◆ Reto 1 ◆
Indica cuántas líneas de los registros contienen la cadena "ceiling". Responde solo con el número.

◆ Texto proporcionado ◆
Mis amigos son de voto limpio, de Si o No como su aporte a la democracia, así que veces ni siquiera responden mis mensajes. Los entiendo, ninguno preguntó ni pidió detalles de mi vida privada. Pero que los entienda no quiere decir que me importa, soy bastante insistente en invitarles a digerir conmigo la ruptura. Necesito saber de qué lado están, necesito encontrar más elementos que me permitan justificar mi miseria emocional. Esto no se los recomiendo. En serio, no lo hagan.
La rabia y ser lo peor
Una vez superada la fase de “negación” lo que me sigue usualmente es pensar: ¿quién carajos se atreve a hacerme esto? Me siento robada energética y existencialmente. Después, claro, viene la aceptación autoincriminatoria: me lo merezco. Todo esto pasó porque ciertamente soy la peor. Y es con esta resignación que una segunda ola de ira me golpea, ahora siento es rabia pero de ser la peor. Busco maneras para olvidar o por lo menos evitar pensar obsesivamente sobre esta triste autoincriminación.
Así, acabo naturalmente en Tinder escribiéndole a cualquier persona que 1) sea algo atractiva y 2) habite a 20 km a mi redonda. Puntos extra si se conjugan las 2. Tengo citas como cada tres días con hombres de dudosa procedencia, con quienes si mucho habré sostenido una conversación vaga, justo antes de salir. Estos encuentros suelen acabar de la misma manera: me permito 2 segundos de depresión y desespero y ya estoy lista para invitar al siguiente hombre de apariencia pseudo agradable y de personalidad mediocre, a casa.
Sin contar con el hecho de que ando para arriba y para abajo con una navaja en mi cartera de piel falsa, reconozco que en esta fase soy el sueño más mojado de cualquier asesino serial.
Me vuelvo juerguera. La fiestas son un espacio de sociabilidad peculiar: o gritas, o resumes magistralmente tus pensamientos, o logras acoplar la conversación al ritmo de los espacios entre canción y canción. Para mí en cualquier caso, no es más que el escenario perfecto para evadir la pena.
Siendo ese pedazo de persona autodestructiva, asisto con juicio a todas las farras del fin de semana. Cualquier minuto sobre la marcha es una gran oportunidad para procurarse una intoxicación etílica, y no ando precisamente dispuesta a perder ni desperdiciar oportunidades.
Negociación y pérdida de aretes
Repaso todas las decisiones que pudieron augurarme semejante desastre. Es como cuando pierdes las llaves de tu casa camino al trabajo y por alguna razón tu cerebro entra en modo Google Street View, tratando de identificar el momento y lugar preciso en el que las botaste. No importa si ya no importa, puede que alguien las haya encontrado pero de todas maneras necesitas saber dónde fue que las dejaste. Asimismo, entro en un bucle del que solo podré salir una vez identifique ¿qué hice mal? ¿qué pude hacer mejor? Todo y nada, por supuesto.

[Registros extraídos de una colección]

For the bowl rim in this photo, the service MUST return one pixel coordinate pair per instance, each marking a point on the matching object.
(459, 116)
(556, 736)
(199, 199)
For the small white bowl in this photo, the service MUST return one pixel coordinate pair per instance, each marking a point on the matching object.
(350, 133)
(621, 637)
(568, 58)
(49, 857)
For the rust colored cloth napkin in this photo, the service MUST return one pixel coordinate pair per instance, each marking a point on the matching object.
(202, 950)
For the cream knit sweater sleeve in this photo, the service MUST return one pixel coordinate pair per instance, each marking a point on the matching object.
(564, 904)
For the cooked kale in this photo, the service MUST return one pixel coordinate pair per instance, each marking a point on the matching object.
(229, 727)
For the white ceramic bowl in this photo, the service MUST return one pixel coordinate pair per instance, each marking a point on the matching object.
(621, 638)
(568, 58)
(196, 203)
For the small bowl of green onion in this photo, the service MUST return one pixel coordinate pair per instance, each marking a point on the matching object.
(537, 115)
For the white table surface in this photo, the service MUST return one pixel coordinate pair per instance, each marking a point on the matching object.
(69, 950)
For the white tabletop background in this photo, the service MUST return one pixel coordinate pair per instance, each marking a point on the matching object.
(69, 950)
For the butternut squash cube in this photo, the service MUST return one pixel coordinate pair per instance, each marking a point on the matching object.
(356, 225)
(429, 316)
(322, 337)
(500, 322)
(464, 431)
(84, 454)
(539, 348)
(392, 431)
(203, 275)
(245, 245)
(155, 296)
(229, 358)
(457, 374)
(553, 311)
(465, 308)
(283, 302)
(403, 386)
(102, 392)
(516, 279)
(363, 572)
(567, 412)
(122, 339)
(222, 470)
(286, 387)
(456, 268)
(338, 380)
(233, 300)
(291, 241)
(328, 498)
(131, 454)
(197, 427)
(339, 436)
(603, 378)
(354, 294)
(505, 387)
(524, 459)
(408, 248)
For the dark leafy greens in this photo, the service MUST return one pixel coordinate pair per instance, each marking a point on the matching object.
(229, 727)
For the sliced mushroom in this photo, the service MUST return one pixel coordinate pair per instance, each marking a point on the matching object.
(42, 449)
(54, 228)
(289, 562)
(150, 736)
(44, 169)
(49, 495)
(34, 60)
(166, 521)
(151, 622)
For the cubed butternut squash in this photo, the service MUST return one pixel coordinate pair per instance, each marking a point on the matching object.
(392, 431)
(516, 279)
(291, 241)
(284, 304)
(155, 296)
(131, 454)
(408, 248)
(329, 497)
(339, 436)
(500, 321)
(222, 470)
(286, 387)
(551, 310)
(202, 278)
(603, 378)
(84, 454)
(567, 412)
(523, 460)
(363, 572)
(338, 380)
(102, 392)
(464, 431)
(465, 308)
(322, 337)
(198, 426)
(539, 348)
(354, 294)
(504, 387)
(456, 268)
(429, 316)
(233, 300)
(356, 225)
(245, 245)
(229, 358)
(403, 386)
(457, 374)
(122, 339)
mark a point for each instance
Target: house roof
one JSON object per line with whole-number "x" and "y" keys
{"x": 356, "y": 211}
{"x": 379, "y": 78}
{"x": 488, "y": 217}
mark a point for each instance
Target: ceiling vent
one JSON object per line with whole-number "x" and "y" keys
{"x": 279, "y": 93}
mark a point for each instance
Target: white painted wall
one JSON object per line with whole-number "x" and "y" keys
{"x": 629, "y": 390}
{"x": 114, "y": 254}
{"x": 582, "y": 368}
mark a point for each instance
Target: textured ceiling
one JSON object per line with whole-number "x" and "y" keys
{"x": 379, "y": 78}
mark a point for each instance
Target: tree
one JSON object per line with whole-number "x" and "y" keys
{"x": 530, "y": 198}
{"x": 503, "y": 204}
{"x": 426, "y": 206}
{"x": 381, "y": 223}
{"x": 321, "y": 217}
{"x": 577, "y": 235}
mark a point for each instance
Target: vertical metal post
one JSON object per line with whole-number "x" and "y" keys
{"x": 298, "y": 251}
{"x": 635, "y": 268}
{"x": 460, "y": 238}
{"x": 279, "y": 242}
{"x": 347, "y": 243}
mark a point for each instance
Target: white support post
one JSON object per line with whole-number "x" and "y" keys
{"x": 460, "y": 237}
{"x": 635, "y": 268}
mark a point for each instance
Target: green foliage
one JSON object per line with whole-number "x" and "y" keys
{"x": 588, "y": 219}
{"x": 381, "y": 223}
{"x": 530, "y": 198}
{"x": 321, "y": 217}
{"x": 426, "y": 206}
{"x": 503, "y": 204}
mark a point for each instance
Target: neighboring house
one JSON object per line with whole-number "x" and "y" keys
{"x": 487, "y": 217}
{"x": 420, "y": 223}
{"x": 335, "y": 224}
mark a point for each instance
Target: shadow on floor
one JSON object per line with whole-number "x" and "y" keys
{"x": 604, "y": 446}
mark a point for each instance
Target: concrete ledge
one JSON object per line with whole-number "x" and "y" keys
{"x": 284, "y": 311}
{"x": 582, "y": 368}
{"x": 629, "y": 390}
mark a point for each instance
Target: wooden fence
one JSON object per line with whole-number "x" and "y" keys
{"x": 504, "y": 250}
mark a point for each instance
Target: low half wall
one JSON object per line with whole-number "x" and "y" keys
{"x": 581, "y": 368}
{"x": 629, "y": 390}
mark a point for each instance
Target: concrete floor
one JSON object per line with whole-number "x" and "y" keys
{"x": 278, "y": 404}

◆ Reto 2 ◆
Prosigue el texto sobre la ruptura justo después de su última oración.

◆ Resultado final 1 ◆
2

◆ Resultado final 2 ◆
Si hubiera encontrado alguna manera de evitar todo lo que me llevó a estar donde estoy hoy, nada de esto habría pasado, ¿no es cierto?
De pronto fue un problema de “tiempos”. ¿Y si todo pasó muy pronto? ¿Y si la relación se acabó mucho antes de nuestra ruptura real? Reconozco que soy pésima descifrando lo anterior pero soy igual de mala detectando señales de alarma. ¿Debí salir corriendo ante el primer desinfle? ¿O debí ignorarlo todo pues ya era tarde para huir?
Ahora entiendo cómo se sintió Kim Kardashian después de haber perdido sus aretes en Bora Bora. Excepto que en mi caso los aretes fueron un man, y el único cuerpo de agua que incluyó esta historia fue el río de lágrimas derramadas por mí. El caso amigos es que hay demasiados ¿y qué pasaría sí…? que aún si se responden, no ayudaran a que la situación mejore.
Depresión y más depresión
Pensé que podía evitar “la depresión pos-ruptura” si, en primer lugar, ya tenía depresión. En mi cabeza, era como irrigar el mar. La verdad es que sí fue como irrigar el mar solo que con otro tipo de agua. El dolor de perder a alguien es de un calibre distinto al dolor que produce el solo existir. Hubo veces que me desperté sobresaltada de dolor, creyendo que no me sería posible superar aquel umbral. Falso. Me demostré estar equivocada cada vez que una ida a dormir concluyó en un cada vez más doloroso despertar. Es cierto: toda situación es susceptible a empeorar.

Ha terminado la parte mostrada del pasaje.